__AIM OF THE TASK__.
Please pull out everything from the line containing "Localize every wooden log house shown." down to the line containing "[41,89,640,440]", both ends included, and reproduce those lines word for word.

Bounding-box records:
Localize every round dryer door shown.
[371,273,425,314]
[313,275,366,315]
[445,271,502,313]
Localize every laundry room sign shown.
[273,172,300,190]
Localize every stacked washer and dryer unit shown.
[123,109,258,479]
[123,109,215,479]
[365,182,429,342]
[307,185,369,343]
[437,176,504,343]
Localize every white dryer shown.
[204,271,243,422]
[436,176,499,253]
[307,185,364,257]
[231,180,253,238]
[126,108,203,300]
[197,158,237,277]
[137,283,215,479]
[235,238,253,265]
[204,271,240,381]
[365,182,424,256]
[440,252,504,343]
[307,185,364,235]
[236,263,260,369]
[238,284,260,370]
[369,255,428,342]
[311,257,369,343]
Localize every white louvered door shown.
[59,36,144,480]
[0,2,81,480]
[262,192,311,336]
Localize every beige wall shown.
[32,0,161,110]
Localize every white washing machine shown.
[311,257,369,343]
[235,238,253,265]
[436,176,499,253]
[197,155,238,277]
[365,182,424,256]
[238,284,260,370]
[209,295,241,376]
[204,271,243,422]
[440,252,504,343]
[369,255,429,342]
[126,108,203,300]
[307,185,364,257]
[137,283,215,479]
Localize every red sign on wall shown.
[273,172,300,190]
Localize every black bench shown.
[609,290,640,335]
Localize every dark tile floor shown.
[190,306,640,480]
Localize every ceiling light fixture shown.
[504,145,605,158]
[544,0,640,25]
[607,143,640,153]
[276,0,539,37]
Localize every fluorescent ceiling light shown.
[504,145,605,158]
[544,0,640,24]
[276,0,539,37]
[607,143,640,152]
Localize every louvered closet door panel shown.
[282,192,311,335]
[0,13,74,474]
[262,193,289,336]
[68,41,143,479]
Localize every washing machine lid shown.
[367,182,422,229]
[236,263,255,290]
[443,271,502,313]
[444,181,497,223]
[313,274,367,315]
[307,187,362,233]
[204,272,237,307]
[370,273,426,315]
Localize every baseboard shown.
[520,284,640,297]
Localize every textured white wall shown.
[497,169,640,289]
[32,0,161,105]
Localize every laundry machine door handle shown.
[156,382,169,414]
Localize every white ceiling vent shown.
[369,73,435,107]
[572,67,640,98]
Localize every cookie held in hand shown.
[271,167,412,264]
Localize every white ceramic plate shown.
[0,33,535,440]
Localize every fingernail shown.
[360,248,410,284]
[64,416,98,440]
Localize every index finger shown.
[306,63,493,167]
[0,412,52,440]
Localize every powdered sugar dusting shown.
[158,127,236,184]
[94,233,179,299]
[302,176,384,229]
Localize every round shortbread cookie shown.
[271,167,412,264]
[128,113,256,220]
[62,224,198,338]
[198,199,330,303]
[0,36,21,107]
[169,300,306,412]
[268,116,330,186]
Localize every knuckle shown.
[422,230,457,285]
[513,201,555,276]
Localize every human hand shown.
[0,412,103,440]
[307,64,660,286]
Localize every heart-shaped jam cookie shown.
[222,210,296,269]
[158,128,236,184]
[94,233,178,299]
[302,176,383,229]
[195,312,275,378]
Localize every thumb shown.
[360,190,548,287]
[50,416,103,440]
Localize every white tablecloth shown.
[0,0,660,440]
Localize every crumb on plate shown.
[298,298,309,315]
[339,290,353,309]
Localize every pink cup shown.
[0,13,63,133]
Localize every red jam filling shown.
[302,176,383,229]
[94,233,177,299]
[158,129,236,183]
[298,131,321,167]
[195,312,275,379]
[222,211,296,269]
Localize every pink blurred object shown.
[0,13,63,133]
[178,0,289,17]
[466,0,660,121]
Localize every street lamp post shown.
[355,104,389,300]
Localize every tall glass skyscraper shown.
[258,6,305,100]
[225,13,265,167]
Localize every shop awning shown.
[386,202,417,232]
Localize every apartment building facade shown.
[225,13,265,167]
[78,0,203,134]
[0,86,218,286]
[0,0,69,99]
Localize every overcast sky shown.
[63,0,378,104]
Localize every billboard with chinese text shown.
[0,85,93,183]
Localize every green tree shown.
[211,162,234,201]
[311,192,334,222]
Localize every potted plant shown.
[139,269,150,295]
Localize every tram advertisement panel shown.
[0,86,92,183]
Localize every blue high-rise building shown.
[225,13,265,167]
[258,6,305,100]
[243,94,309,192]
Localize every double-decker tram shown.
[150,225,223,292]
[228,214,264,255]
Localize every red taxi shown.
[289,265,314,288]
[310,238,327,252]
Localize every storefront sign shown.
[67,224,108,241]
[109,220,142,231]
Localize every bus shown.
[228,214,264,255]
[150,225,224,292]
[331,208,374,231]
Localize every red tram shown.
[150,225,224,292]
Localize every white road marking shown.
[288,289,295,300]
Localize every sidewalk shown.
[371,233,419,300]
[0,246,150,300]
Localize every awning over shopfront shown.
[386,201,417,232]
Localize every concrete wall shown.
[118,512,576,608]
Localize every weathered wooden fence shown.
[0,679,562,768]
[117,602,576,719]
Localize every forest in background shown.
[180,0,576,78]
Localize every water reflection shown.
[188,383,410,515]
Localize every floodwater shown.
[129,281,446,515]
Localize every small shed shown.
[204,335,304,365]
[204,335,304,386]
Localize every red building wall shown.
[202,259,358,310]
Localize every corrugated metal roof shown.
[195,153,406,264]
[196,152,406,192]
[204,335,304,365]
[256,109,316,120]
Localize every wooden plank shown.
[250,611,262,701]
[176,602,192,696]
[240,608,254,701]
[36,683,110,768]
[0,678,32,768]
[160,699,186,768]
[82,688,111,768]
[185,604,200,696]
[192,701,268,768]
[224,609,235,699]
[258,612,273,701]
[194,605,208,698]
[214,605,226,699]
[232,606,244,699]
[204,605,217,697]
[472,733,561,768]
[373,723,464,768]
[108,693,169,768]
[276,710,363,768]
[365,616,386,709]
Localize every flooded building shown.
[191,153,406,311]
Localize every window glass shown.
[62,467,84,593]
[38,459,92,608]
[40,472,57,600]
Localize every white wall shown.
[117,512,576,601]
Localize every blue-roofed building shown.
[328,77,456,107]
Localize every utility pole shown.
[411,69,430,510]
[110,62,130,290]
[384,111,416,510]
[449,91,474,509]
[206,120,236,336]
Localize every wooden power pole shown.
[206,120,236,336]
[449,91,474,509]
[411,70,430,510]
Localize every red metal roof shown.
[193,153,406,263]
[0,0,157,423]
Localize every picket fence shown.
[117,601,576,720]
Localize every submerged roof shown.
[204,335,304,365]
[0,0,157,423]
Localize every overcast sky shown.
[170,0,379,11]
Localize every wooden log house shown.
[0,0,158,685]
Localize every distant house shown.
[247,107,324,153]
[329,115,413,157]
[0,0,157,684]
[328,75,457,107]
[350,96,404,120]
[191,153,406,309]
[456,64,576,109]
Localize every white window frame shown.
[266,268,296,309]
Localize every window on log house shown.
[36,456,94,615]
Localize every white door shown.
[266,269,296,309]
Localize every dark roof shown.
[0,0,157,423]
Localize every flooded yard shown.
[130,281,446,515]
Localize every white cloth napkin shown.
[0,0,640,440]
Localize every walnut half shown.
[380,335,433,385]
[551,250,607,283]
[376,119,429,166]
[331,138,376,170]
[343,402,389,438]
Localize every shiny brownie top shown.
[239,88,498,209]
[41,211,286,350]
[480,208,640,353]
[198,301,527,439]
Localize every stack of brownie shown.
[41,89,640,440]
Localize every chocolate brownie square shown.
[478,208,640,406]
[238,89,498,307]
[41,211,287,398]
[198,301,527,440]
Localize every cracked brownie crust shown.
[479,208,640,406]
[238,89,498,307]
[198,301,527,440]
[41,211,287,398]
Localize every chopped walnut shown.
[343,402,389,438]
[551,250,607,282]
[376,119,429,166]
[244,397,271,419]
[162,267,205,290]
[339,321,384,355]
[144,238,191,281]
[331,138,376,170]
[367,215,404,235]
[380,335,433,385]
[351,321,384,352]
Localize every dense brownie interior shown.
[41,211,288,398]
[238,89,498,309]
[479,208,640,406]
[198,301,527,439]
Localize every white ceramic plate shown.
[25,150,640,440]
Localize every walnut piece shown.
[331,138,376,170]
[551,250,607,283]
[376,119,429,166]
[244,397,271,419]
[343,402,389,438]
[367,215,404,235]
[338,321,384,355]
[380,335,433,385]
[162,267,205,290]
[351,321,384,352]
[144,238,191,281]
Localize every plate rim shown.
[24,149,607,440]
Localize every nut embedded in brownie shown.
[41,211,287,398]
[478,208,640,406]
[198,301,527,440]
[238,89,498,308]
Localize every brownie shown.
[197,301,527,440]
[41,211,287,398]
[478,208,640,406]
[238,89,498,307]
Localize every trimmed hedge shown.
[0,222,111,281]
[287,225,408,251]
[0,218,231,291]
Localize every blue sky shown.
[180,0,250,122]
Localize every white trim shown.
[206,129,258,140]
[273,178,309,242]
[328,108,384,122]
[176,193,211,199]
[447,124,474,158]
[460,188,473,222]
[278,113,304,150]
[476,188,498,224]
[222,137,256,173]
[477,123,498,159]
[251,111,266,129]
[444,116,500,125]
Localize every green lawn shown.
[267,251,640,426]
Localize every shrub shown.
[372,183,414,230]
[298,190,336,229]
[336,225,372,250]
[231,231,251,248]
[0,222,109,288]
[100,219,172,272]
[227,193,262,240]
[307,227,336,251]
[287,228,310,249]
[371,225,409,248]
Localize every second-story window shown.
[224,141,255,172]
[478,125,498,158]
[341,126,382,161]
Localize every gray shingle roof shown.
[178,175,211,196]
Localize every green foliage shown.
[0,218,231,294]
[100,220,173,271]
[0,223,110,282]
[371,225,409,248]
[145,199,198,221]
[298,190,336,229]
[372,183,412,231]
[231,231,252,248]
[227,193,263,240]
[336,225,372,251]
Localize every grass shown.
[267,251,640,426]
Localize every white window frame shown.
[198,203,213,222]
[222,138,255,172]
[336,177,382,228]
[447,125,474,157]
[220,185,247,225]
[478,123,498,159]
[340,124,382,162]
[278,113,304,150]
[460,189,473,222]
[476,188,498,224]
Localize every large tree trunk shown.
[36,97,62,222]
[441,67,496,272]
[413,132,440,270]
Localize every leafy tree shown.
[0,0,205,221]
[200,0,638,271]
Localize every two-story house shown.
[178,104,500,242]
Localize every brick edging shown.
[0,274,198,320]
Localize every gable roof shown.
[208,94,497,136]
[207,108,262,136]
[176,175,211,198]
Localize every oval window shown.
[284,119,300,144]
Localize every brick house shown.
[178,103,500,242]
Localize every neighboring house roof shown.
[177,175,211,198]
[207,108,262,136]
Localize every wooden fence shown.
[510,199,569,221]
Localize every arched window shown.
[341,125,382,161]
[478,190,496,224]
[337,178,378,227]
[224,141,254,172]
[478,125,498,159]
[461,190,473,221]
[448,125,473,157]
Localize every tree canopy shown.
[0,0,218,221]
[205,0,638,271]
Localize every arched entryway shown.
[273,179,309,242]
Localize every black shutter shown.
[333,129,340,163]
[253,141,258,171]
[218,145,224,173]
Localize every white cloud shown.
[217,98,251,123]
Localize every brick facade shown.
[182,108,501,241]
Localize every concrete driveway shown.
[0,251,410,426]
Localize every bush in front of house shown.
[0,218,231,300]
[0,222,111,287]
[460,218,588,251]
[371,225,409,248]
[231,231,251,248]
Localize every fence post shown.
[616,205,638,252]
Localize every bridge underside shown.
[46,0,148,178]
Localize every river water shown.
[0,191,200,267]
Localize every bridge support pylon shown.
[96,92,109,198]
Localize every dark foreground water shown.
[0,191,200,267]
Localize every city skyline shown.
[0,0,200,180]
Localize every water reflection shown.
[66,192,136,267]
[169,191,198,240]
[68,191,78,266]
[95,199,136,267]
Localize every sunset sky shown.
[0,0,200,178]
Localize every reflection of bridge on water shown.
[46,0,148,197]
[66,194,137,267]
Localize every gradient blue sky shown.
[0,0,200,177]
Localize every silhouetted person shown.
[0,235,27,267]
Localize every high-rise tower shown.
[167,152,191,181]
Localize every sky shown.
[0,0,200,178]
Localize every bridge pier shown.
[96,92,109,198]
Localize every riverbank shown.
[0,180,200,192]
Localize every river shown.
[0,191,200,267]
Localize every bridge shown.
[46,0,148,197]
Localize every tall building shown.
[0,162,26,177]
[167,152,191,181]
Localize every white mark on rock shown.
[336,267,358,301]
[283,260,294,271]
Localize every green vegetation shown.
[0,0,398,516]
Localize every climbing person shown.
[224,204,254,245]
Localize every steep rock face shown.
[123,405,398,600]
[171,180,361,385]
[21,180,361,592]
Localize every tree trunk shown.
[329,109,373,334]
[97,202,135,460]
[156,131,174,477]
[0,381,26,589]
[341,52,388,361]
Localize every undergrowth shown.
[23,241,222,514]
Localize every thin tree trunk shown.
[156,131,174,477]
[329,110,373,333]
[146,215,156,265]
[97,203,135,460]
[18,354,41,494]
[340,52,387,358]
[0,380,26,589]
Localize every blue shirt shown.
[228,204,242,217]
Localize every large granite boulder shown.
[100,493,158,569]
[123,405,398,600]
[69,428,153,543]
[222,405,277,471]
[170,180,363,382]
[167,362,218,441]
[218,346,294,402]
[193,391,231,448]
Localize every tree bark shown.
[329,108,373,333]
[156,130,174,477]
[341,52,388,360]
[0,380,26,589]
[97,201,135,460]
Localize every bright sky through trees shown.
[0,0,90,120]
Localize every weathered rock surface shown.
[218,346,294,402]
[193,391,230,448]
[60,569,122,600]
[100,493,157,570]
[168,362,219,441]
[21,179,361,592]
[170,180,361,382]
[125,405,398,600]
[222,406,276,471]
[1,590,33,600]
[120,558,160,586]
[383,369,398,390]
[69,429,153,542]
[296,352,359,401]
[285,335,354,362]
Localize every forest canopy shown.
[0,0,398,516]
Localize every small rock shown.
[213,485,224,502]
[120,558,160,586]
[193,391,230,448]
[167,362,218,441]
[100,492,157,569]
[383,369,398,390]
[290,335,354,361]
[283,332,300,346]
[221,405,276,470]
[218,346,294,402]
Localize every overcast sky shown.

__SOLUTION FOR THIS TASK__.
Localize every wooden log house shown.
[0,0,158,685]
Localize every distant house shown.
[247,107,324,153]
[329,115,413,157]
[0,0,157,684]
[328,75,457,107]
[350,96,404,120]
[191,153,406,309]
[456,64,576,109]
Localize every white window frame shown.
[266,268,296,309]
Localize every window on log house shown.
[36,456,94,615]
Localize every white door shown.
[266,269,296,309]
Localize every dark roof shown.
[0,0,157,423]
Localize every flooded yard shown.
[130,281,446,515]
Localize every white cloth napkin shown.
[0,0,640,440]
Localize every walnut half shown.
[380,335,433,385]
[551,250,607,283]
[376,119,429,166]
[331,138,376,170]
[343,402,389,438]
Localize every shiny brownie top shown.
[239,88,498,209]
[41,211,286,350]
[480,208,640,353]
[198,301,527,439]
Localize every stack of brownie shown.
[41,89,640,440]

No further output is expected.